**WHAT TO PRODUCE:** Reproduce, from the line containing "Please mark every instance of the beige" to the last line of the material, every line exactly.

**MATERIAL FOR THIS TASK:**
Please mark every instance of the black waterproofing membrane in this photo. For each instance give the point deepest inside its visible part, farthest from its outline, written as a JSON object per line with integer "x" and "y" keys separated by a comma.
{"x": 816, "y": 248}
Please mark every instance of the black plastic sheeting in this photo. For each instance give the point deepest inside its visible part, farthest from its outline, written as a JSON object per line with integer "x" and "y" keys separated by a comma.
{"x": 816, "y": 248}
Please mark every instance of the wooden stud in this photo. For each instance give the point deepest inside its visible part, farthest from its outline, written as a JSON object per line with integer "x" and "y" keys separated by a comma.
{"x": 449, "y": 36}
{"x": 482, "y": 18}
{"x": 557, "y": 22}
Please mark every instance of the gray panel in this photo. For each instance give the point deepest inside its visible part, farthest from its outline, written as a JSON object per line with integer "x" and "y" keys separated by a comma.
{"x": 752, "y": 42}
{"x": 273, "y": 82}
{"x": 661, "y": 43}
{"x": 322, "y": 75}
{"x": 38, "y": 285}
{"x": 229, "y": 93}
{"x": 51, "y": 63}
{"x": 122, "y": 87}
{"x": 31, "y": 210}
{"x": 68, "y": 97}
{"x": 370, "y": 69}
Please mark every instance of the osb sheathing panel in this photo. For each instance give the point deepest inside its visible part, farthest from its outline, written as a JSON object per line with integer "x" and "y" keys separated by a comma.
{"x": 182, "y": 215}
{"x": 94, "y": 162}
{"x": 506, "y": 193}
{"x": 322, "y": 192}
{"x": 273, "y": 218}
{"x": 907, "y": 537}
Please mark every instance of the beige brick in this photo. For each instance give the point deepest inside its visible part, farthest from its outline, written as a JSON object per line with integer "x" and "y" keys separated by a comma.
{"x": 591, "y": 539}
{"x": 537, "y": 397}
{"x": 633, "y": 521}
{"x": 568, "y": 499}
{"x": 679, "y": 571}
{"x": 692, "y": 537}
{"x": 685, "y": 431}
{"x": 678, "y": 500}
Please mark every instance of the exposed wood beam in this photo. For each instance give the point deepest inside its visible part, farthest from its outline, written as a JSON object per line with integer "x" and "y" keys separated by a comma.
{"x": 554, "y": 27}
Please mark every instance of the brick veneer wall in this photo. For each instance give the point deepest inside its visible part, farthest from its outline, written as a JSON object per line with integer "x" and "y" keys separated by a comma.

**ANSWER BOX:**
Please mark every instance of the beige brick in this photo. For each instance give the point deepest inside its visible part, farthest from its outline, written as a JSON object per line with integer "x" and "y" keys separated by a comma.
{"x": 591, "y": 539}
{"x": 537, "y": 397}
{"x": 633, "y": 521}
{"x": 568, "y": 499}
{"x": 679, "y": 571}
{"x": 692, "y": 537}
{"x": 685, "y": 431}
{"x": 678, "y": 500}
Please mark every instance of the exposed wood beam in this photo. For each instance give the point deepest inside its visible part, farthest from its outline, written as a JSON object per line with integer "x" and "y" keys separated by a comma.
{"x": 554, "y": 27}
Please mark every instance of the brick veneer wall in this photo. For each instance give the point deepest inside its visible part, farthest from its outline, written as a JSON object per line with integer "x" and "y" keys separated by a comma.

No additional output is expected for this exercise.